**** PROVIDED MATERIAL ****

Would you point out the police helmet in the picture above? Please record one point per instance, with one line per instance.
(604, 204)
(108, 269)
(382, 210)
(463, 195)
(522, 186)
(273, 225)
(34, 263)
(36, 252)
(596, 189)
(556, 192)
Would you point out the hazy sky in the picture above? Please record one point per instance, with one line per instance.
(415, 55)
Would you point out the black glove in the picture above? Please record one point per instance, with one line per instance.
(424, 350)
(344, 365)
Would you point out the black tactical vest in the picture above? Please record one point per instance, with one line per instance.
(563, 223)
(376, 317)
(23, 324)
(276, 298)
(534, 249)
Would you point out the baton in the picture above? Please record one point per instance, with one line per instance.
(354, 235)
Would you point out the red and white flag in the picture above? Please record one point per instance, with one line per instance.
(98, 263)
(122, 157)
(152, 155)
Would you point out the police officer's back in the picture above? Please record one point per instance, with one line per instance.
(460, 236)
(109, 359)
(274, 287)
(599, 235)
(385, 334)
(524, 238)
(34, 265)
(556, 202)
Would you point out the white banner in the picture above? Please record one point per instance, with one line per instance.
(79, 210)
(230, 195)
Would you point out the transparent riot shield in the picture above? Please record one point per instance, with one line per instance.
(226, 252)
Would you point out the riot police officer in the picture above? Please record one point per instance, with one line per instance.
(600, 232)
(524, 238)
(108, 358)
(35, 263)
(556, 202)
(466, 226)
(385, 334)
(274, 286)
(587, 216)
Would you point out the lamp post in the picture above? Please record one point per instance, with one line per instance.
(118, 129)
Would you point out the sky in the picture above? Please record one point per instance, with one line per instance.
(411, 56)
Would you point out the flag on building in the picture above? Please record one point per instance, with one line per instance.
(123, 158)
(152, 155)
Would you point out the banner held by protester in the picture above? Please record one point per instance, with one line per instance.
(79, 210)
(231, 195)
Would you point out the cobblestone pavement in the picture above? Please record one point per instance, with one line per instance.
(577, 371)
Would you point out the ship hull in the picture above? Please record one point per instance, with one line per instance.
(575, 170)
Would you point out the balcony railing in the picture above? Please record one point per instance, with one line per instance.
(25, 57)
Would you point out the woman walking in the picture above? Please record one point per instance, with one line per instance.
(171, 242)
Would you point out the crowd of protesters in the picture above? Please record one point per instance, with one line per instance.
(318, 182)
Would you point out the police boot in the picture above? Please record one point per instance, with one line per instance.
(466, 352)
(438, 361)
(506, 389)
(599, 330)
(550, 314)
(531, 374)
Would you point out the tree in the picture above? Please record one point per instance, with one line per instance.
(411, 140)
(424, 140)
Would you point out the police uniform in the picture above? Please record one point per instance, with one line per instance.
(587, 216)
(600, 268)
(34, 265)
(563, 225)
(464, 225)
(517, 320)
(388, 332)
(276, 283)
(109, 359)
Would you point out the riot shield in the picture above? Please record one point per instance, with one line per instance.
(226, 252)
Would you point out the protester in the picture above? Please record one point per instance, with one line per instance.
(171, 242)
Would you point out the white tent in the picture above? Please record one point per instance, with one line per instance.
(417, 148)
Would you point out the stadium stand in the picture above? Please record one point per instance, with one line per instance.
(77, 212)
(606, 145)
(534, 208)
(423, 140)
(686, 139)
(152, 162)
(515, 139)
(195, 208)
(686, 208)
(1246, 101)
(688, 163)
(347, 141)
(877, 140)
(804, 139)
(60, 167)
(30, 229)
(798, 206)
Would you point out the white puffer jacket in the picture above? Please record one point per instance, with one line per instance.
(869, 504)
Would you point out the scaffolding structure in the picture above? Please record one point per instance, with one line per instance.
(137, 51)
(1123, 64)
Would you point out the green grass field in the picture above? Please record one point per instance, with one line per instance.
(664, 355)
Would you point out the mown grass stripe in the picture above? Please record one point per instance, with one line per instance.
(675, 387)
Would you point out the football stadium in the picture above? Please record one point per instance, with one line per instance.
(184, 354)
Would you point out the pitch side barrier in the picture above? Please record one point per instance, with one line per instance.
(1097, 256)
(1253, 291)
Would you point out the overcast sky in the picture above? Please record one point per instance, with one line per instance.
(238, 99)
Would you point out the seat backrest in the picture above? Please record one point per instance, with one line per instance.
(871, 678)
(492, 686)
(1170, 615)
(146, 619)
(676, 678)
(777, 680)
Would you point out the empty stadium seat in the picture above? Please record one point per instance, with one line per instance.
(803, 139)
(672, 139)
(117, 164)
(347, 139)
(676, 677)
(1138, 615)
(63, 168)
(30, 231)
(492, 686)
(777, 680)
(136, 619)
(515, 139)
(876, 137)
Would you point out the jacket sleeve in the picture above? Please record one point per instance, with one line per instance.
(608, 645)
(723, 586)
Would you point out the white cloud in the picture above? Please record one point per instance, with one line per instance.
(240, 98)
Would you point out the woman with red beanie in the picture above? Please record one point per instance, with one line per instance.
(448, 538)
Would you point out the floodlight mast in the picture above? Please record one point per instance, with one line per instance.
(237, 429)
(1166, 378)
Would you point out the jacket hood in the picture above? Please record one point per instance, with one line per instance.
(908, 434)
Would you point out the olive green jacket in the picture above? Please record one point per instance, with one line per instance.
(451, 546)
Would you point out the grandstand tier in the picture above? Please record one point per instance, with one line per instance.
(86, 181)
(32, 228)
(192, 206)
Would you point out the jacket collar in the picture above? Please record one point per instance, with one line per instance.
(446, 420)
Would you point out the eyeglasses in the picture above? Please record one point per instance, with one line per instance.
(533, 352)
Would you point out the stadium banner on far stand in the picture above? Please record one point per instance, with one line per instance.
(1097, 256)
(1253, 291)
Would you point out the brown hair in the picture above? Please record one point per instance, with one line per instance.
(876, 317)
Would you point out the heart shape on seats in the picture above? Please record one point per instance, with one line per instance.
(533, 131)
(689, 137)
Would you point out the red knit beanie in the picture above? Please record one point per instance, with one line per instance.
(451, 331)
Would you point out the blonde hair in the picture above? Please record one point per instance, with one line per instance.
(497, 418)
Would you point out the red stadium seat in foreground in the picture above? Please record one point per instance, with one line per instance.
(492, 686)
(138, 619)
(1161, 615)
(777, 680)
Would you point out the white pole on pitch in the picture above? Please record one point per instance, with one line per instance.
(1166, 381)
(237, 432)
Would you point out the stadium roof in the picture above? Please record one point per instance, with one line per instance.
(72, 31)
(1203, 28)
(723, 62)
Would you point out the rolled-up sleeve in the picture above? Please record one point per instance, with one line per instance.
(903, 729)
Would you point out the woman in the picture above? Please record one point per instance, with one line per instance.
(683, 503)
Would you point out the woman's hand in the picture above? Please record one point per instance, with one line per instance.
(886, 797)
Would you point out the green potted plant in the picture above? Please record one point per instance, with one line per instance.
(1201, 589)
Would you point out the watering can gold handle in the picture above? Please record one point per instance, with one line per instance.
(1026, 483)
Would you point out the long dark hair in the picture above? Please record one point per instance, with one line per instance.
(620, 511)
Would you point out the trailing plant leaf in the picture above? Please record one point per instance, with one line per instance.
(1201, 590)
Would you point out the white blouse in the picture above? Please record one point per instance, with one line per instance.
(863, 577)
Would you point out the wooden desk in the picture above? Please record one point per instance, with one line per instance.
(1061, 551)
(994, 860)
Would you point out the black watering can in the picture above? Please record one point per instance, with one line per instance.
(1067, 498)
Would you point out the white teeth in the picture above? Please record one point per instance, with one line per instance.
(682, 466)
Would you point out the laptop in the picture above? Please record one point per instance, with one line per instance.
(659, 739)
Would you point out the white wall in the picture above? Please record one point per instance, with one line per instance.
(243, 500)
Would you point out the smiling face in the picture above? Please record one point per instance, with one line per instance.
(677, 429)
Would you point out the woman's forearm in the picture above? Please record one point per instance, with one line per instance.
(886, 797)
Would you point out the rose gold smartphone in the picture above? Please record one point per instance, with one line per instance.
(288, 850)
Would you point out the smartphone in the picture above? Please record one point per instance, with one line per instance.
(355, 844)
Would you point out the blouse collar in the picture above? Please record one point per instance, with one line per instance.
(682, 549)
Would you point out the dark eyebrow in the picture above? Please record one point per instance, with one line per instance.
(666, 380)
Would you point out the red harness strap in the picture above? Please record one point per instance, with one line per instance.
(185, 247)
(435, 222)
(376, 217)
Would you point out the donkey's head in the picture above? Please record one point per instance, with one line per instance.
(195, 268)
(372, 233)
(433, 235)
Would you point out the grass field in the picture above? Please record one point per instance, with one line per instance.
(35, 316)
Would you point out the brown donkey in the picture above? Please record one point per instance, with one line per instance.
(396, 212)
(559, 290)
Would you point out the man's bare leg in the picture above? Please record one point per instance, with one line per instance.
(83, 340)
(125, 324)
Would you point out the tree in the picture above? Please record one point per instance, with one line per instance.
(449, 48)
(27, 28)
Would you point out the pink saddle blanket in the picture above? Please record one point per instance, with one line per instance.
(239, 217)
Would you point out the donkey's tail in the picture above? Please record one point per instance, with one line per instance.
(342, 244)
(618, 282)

****

INSTRUCTION: Copy the entries above word for word, starting at the line containing "Would you point out the blonde" and ending at the line containing "(1067, 498)", with both of those lines included.

TASK ANSWER:
Would you point out the blonde hair in the picture above? Please record one point per instance, with one line per instance.
(497, 418)
Would you point out the red stadium seat in foreground in the picture above? Please record one point per instance, with one line per instance.
(492, 686)
(138, 619)
(1161, 615)
(777, 680)
Would you point out the white pole on pitch in the picture above? Please record one point per instance, with one line per instance.
(1166, 381)
(237, 432)
Would you point out the stadium roof in the picture above? Please record one point per instance, with one line per instance.
(72, 31)
(1203, 28)
(723, 62)
Would you point out the rolled-up sleeve in the picture above? Please record one point per instance, with one line per instance.
(903, 729)
Would you point out the woman in the picture above? Please record one point per instance, with one line per instance.
(683, 503)
Would you point out the woman's hand in the picture above? Please record one point per instance, with one line per instance.
(886, 797)
Would you point out the green potted plant in the picture above? Please record one point per instance, with one line per instance.
(1201, 589)
Would you point out the watering can gold handle in the picture above? Please record one point per instance, with one line per instance.
(1026, 483)
Would you point out the long dark hair in the picture above? Please record one point per instance, with one line per instance.
(620, 511)
Would you point out the trailing plant leaf in the picture above? Please record one point per instance, with one line per instance.
(1201, 590)
Would you point out the white blouse in the picture above? Please record one point per instance, with one line per instance.
(863, 577)
Would you point out the wooden desk in the picture above? Please record one point per instance, with one line per instance.
(1061, 551)
(994, 860)
Would you point out the black watering can in the picture above? Please record one point per instance, with one line per instance.
(1067, 498)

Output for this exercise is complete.